» **EXERCISE OBJECTIVE**
Please render every line of the material below as a JSON list of strings, one string per line, omitting any blank lines.

» **Records excerpted from a collection**
########

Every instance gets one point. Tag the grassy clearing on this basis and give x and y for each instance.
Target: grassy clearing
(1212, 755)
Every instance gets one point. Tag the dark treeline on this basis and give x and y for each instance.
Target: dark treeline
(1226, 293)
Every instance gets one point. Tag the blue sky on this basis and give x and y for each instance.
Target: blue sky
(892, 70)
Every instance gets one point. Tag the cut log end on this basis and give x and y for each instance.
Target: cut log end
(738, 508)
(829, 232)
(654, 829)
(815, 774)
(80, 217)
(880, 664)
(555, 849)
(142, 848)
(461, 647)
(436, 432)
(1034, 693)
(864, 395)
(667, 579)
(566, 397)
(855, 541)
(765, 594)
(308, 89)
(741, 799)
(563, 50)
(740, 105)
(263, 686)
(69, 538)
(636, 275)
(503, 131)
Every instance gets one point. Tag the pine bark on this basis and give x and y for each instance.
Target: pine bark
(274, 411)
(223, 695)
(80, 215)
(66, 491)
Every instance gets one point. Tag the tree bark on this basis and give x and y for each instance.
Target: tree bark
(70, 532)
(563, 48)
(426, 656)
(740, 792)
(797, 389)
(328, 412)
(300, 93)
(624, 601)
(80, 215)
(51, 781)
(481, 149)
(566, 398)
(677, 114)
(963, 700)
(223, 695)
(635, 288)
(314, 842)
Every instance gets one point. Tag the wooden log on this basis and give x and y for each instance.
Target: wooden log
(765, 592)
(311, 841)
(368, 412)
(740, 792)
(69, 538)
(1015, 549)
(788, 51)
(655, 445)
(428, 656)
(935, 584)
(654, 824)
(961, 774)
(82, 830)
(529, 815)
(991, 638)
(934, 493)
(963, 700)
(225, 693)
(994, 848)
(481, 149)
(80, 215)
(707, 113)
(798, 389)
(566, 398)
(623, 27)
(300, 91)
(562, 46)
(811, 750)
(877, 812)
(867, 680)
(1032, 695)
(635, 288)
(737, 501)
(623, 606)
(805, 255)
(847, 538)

########

» **EXERCISE RESULT**
[
  "Every instance gets one point. Tag the grassy clearing on this basis and give x and y for each instance.",
  "Target: grassy clearing",
  "(1212, 755)",
  "Every instance gets one point. Tag the dark treeline on this basis and give x and y for each instance.",
  "Target: dark treeline",
  "(1226, 293)",
  "Every instance gets one point. Tag the blue sky on this basis and give x and y for each instance.",
  "Target: blue sky",
  "(892, 70)",
  "Every instance gets one point. Tag the cut log end on this basis and give x and y for each instance.",
  "Target: cut log end",
  "(738, 508)",
  "(829, 232)",
  "(654, 829)",
  "(815, 774)",
  "(80, 217)",
  "(880, 664)",
  "(555, 849)",
  "(142, 848)",
  "(461, 647)",
  "(436, 432)",
  "(1034, 693)",
  "(864, 395)",
  "(667, 579)",
  "(566, 397)",
  "(855, 541)",
  "(765, 594)",
  "(308, 89)",
  "(741, 799)",
  "(563, 50)",
  "(740, 105)",
  "(263, 686)",
  "(69, 538)",
  "(636, 275)",
  "(503, 131)",
  "Every instance gets one point. Tag the pine bark on this basis and give x and y for each instance.",
  "Target: pine bark",
  "(274, 411)",
  "(223, 695)",
  "(80, 215)",
  "(66, 491)",
  "Every instance gets one point. Tag the tree bark on this basis and give x and y for each instance.",
  "Target: tree bark",
  "(70, 532)",
  "(563, 48)",
  "(426, 656)",
  "(740, 792)",
  "(797, 389)",
  "(328, 412)",
  "(300, 93)",
  "(624, 601)",
  "(80, 215)",
  "(51, 781)",
  "(481, 149)",
  "(566, 398)",
  "(677, 114)",
  "(963, 700)",
  "(223, 695)",
  "(635, 288)",
  "(314, 842)",
  "Every instance gets one point. Tag the wooden log on this basis and give x and y for each instance.",
  "Target: wooden log",
  "(765, 592)",
  "(311, 841)",
  "(368, 412)",
  "(740, 792)",
  "(69, 538)",
  "(1015, 549)",
  "(788, 51)",
  "(655, 445)",
  "(428, 656)",
  "(935, 584)",
  "(654, 824)",
  "(961, 774)",
  "(82, 830)",
  "(529, 815)",
  "(991, 638)",
  "(934, 493)",
  "(963, 700)",
  "(225, 693)",
  "(994, 848)",
  "(481, 149)",
  "(80, 215)",
  "(707, 113)",
  "(798, 389)",
  "(566, 398)",
  "(623, 27)",
  "(300, 91)",
  "(562, 46)",
  "(811, 750)",
  "(877, 812)",
  "(867, 680)",
  "(1032, 695)",
  "(635, 288)",
  "(737, 501)",
  "(623, 606)",
  "(805, 255)",
  "(847, 538)"
]